§ JOB
In the records below, find the line containing "Could you point to the treeline"; give it again exactly, along with every line that follows, and nothing else.
--- INFORMATION SUPPLIED ---
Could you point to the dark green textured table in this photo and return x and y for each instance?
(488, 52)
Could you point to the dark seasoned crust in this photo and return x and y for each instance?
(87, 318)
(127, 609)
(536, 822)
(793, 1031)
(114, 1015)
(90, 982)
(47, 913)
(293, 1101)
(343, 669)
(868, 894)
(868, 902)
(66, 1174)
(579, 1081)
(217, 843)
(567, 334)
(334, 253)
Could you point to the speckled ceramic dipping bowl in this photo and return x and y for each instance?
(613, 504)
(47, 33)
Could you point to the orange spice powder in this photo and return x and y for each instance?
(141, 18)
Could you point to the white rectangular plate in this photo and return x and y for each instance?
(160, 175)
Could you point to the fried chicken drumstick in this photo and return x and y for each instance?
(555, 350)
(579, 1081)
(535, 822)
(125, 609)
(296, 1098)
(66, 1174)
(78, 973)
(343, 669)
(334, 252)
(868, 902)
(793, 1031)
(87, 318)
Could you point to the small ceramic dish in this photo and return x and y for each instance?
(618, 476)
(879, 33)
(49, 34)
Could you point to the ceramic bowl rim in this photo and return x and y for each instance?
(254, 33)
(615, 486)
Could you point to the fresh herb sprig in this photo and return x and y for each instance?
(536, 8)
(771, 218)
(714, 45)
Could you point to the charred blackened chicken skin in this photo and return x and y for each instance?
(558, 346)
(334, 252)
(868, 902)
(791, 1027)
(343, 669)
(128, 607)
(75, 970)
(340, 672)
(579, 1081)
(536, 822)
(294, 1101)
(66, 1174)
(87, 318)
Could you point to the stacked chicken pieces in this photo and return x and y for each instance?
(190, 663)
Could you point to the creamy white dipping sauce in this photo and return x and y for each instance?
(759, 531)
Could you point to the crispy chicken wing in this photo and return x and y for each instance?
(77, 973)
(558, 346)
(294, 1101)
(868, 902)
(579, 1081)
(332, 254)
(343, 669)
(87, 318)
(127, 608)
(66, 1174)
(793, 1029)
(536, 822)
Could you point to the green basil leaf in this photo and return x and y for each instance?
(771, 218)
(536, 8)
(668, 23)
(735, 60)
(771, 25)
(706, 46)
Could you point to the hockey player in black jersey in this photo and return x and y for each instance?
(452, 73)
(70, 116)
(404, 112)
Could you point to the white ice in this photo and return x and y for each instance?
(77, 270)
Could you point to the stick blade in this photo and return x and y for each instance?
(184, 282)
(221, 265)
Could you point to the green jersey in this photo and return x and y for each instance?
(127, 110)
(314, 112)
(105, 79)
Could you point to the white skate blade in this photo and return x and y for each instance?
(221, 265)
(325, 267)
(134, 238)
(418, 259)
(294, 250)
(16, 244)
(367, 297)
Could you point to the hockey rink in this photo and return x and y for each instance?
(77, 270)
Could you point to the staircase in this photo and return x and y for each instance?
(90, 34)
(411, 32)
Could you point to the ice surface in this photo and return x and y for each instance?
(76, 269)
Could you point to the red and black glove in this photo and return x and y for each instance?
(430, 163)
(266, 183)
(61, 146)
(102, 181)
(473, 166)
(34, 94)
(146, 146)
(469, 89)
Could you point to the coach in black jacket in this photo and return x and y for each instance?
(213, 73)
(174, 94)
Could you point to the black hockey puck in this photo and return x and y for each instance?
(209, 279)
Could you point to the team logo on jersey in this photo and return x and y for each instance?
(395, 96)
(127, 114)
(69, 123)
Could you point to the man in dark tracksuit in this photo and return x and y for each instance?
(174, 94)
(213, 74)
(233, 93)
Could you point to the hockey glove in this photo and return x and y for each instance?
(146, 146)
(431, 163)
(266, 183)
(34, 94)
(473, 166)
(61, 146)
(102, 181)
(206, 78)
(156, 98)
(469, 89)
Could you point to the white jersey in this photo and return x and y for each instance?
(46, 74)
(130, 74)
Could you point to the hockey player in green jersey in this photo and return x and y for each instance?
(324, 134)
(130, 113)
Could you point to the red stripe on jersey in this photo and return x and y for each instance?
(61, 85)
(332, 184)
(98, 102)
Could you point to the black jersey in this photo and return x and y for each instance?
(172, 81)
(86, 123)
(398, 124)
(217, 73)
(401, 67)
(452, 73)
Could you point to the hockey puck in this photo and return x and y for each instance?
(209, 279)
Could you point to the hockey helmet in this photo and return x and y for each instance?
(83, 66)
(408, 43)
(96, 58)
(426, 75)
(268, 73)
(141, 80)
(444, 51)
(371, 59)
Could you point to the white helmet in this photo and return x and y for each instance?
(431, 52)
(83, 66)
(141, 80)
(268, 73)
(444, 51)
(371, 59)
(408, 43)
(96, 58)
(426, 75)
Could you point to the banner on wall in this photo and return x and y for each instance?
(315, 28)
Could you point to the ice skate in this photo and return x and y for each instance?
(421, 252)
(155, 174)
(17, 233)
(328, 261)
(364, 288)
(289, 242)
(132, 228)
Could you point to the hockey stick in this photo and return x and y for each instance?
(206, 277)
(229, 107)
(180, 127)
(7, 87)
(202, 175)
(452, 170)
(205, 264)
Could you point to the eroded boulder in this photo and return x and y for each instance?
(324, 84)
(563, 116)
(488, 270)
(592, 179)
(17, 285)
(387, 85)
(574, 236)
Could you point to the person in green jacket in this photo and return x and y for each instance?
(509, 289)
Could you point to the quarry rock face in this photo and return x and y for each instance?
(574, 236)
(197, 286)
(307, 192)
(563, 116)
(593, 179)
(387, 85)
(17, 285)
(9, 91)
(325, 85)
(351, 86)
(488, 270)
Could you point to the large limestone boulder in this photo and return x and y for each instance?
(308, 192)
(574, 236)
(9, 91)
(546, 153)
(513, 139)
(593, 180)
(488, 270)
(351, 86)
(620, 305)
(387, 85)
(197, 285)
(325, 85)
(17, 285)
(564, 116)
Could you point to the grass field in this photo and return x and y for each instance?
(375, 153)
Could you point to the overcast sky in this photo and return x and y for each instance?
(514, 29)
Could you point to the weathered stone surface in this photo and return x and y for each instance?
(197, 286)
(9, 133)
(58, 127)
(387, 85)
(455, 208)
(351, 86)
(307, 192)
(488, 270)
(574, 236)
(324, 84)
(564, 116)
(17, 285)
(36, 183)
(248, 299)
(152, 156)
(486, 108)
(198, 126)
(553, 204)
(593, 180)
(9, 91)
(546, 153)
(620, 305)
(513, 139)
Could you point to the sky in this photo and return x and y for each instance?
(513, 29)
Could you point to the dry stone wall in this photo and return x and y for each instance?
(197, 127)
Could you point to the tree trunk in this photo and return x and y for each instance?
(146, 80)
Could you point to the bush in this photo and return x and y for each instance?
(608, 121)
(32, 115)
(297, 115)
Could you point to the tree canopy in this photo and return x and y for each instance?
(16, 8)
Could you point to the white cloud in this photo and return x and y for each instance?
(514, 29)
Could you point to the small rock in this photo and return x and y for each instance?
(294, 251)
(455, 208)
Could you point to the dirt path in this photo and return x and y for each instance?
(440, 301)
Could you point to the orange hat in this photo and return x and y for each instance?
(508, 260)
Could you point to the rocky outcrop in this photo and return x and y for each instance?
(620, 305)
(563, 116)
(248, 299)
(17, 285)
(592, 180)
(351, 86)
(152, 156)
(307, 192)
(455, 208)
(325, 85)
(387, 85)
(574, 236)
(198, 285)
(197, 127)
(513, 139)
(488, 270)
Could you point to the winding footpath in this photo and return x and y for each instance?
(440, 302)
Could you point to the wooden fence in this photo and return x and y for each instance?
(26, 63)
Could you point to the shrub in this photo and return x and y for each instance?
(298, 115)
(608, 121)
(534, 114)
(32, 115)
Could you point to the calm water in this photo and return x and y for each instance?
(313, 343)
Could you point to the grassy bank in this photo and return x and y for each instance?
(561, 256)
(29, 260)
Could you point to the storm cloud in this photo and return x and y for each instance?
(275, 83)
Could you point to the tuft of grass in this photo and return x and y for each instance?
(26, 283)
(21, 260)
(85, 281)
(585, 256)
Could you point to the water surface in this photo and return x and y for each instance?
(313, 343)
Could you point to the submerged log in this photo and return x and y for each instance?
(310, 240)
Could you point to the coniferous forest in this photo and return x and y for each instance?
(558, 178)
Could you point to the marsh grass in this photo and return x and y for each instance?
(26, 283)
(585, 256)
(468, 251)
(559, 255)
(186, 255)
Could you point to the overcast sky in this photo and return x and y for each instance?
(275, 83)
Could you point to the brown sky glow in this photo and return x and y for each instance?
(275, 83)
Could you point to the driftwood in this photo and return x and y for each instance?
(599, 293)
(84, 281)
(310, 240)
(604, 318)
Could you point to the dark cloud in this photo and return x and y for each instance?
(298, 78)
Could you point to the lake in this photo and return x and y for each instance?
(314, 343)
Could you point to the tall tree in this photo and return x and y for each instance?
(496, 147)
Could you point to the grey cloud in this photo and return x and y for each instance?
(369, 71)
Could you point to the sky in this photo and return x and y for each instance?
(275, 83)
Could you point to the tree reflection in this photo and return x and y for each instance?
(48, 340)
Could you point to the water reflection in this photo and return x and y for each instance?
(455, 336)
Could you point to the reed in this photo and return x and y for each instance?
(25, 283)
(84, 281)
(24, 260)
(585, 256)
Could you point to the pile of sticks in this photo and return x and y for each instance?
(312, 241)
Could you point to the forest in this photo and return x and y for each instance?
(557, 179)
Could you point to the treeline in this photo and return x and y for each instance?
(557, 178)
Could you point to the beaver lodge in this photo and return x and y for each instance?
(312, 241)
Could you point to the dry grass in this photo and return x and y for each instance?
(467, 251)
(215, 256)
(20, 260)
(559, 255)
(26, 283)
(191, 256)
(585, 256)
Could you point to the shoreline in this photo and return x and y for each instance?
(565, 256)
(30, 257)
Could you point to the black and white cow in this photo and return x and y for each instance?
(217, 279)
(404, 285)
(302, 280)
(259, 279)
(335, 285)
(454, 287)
---
§ TASK RESULT
Could you point to the treeline in this photo and return x and y for each instance?
(557, 178)
Could you point to the beaver lodge in this photo and return x and y for each instance?
(312, 241)
Could you point to the dry grass in this photo and return x and y for each instance?
(467, 251)
(215, 256)
(20, 260)
(559, 255)
(26, 283)
(191, 256)
(585, 256)
Could you point to the shoreline in this photo and return x and y for each instance?
(565, 256)
(30, 257)
Could you point to the black and white cow in this photo and return x and y for each instance?
(217, 279)
(404, 285)
(302, 280)
(259, 279)
(335, 285)
(454, 287)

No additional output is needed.